● TASK DETAILS
Retype the stretch from the line containing "Where can the man's head" through the end of the items, leaving the pictures out.

=-=-=-=-=

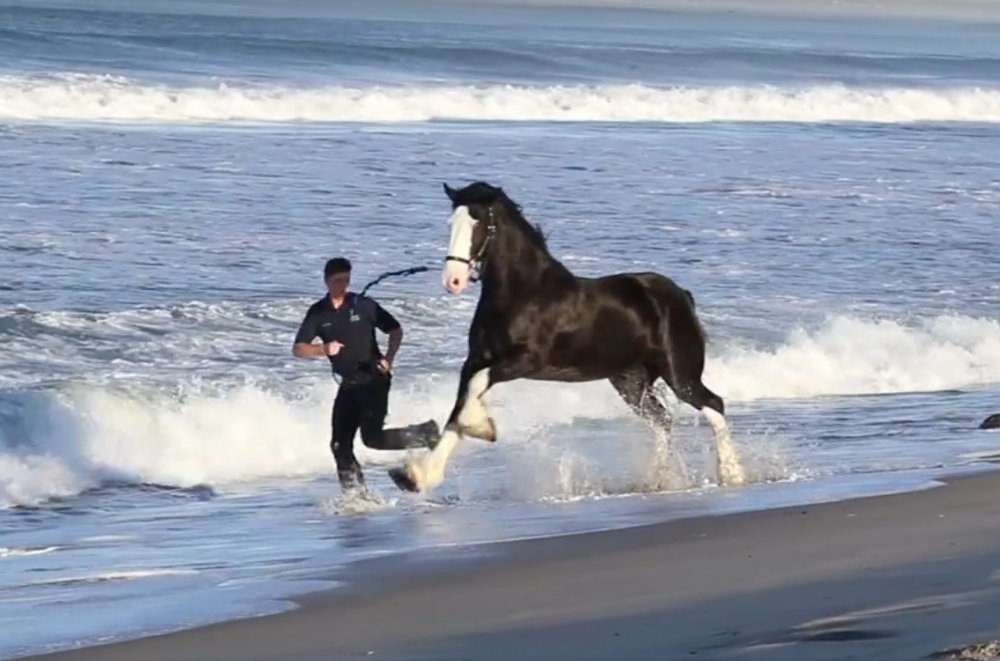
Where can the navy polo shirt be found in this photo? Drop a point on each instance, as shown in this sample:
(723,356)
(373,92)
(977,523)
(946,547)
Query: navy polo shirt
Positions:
(353,324)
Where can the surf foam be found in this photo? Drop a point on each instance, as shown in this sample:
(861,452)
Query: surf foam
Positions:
(853,356)
(81,97)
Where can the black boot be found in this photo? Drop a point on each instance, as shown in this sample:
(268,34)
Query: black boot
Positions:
(351,480)
(423,435)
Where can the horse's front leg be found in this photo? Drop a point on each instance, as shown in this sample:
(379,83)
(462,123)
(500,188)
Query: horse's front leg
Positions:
(468,416)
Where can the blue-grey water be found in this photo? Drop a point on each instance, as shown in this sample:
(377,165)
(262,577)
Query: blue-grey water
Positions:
(171,184)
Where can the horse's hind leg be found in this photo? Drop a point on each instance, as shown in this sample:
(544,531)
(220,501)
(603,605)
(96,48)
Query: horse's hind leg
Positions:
(636,388)
(711,406)
(468,417)
(687,360)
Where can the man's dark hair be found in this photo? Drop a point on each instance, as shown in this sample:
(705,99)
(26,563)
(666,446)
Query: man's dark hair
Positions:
(336,265)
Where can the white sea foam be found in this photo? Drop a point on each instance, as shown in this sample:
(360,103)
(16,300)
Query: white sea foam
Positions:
(79,97)
(55,444)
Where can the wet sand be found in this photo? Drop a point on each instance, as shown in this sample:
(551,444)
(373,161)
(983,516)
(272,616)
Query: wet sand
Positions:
(902,576)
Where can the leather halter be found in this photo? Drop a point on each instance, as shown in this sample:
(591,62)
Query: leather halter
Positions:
(475,263)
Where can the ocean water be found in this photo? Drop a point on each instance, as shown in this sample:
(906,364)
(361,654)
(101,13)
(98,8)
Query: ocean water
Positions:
(171,184)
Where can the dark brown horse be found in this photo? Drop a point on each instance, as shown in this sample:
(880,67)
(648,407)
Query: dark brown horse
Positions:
(536,320)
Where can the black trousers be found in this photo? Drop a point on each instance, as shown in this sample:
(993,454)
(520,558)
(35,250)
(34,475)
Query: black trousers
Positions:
(362,404)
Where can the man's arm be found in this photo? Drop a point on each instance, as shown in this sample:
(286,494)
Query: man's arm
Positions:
(302,346)
(387,323)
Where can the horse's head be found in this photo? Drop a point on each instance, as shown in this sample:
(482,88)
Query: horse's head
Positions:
(476,210)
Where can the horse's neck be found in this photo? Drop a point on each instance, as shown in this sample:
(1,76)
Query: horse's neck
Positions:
(518,265)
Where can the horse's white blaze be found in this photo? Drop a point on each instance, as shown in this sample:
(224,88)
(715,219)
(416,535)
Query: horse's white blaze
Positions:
(456,274)
(473,417)
(730,470)
(429,470)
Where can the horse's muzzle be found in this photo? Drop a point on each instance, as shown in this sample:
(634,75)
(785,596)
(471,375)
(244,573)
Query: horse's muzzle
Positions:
(456,276)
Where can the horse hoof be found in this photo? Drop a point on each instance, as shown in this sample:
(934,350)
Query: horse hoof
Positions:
(401,477)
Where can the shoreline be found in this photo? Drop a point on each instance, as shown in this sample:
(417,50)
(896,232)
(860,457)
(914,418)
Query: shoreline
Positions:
(754,584)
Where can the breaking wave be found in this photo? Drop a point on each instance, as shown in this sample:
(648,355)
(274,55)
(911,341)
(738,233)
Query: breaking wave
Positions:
(79,97)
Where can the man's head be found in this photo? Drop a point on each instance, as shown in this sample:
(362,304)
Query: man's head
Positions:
(337,275)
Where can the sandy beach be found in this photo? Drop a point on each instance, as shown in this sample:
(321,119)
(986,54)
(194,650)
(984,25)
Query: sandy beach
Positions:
(902,576)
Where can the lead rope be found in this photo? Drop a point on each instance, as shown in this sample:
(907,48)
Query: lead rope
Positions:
(380,278)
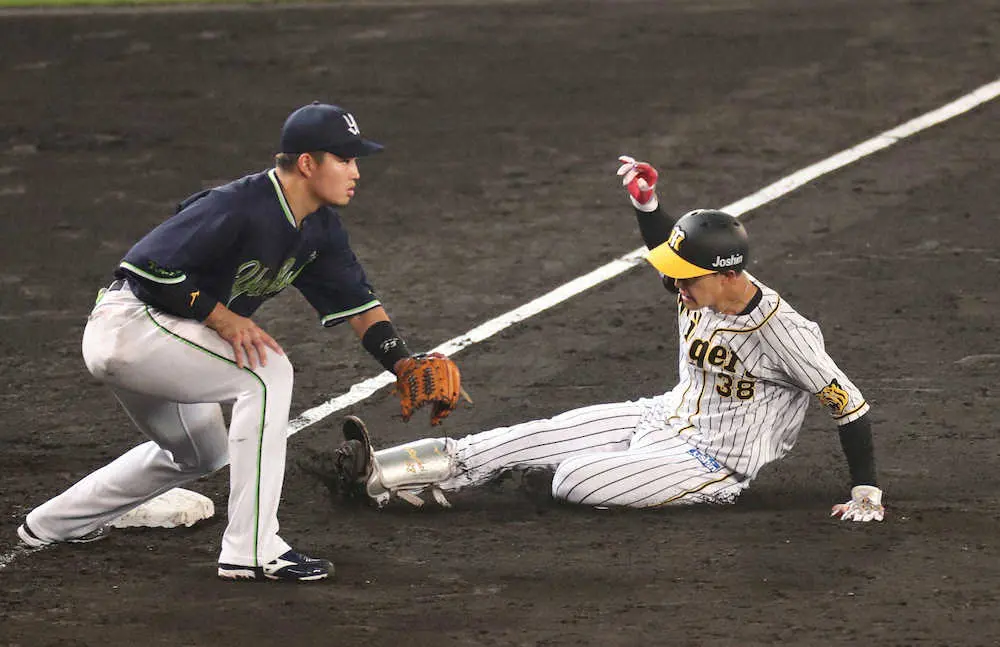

=-=-=-=-=

● WORKED SOLUTION
Where can the man's head be found in this photo? Drop a point on each instance, as shown in this sample:
(362,304)
Query: man's head
Positions:
(337,275)
Where can the sandy beach be found in this photo? Drop a point on each instance, as shown in this sample:
(321,119)
(986,54)
(194,650)
(984,25)
Query: sandy beach
Positions:
(902,576)
Where can the lead rope be found in this photo? Drop a point on each instance, as shown in this sample:
(907,48)
Query: lead rope
Positions:
(380,278)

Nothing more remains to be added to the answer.